Set exercise: Reproduce the listing below line for line, changing nothing.

Stored rows:
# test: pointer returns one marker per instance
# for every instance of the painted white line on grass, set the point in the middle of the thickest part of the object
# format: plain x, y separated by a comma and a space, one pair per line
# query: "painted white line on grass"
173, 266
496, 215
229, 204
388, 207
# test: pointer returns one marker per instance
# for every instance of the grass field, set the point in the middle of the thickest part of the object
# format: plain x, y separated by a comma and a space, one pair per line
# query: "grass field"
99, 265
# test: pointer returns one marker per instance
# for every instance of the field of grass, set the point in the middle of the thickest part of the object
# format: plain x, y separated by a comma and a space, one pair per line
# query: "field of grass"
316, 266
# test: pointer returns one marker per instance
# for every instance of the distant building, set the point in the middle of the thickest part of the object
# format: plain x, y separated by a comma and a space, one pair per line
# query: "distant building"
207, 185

Solution to this exercise:
# test: pointer returns one marker per instance
# for every instance of the painted white line on grass, set the point in the middle of the thickest part of the object
# format: plain x, y separated by a comma and a space, one pair per line
# query: "painted white line on grass"
173, 266
496, 215
229, 204
388, 207
# test: pointer returns one marker per instance
# for every instance of the grass field, set the point in the middle of the thickest part of the object
# format: plain x, y separated by a comma and a space, one pair per line
# query: "grass field"
99, 265
# test: pointer returns one marker per instance
# for every instance of the field of grass, set the point in the middle of the thickest part of the object
# format: plain x, y separated by a comma and a space, one pair per line
# query: "field of grass"
316, 266
# test: pointer returns one marker per instance
# for every instance of the distant building, set the point in the middle of the thickest part of the object
# format: plain x, y separated by a comma and a space, one pair per line
# query: "distant building"
207, 185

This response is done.